___ GIVEN RECORDS

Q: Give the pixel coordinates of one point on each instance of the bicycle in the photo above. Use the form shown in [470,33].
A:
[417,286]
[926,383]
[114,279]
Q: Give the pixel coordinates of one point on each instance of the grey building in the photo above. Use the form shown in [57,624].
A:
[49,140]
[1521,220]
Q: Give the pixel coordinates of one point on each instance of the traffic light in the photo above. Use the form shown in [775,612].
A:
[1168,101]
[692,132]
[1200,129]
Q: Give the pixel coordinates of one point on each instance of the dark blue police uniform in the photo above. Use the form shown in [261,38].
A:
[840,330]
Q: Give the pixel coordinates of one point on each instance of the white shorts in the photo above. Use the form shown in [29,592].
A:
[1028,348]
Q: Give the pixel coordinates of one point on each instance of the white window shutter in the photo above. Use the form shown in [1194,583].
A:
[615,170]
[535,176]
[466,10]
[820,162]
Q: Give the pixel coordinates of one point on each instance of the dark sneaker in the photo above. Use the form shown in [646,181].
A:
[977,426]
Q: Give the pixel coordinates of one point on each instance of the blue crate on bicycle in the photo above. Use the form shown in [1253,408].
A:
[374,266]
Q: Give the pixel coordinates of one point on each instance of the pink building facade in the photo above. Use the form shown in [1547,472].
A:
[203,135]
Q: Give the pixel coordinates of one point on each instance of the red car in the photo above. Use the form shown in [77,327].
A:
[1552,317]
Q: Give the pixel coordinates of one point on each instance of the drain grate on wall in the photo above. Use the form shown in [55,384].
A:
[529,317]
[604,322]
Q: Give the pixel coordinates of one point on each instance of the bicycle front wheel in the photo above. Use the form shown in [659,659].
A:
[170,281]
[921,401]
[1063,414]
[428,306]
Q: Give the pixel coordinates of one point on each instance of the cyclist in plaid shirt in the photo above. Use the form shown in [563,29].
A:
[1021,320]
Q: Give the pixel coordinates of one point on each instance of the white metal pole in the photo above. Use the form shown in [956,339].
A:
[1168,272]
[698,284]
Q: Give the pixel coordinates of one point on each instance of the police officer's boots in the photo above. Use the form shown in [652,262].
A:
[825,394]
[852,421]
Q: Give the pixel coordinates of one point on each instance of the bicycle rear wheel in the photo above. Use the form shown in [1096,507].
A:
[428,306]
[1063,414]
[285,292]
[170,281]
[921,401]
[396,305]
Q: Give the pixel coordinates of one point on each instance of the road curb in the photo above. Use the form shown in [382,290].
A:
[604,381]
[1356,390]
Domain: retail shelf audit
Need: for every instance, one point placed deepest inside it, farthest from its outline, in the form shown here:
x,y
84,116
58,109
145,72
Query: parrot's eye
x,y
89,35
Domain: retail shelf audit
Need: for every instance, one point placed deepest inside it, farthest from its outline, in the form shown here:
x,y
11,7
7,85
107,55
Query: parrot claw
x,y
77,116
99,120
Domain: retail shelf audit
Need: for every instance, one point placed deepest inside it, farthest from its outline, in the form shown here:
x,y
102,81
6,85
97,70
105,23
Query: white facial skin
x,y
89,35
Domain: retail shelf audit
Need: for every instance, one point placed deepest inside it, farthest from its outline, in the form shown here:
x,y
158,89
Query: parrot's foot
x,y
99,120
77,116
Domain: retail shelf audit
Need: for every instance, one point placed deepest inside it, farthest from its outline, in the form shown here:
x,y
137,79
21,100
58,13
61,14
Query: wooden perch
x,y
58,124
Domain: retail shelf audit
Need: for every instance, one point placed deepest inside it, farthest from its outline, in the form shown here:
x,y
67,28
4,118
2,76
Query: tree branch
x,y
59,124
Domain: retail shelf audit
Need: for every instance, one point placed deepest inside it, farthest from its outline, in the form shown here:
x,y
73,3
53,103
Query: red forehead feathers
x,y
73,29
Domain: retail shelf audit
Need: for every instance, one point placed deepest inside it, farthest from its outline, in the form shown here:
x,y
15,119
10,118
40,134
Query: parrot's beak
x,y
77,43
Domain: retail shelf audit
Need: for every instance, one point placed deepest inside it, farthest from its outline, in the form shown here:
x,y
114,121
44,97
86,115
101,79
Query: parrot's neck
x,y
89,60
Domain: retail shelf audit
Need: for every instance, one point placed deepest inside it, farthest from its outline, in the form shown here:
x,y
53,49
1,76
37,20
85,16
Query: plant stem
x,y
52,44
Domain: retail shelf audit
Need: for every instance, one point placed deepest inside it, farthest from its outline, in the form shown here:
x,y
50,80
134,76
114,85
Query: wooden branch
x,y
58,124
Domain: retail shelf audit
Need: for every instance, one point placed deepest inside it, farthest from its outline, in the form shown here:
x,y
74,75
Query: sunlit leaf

______

Please count the lines of the entries above that contain the word "Query", treating case as significant, and give only the number.

12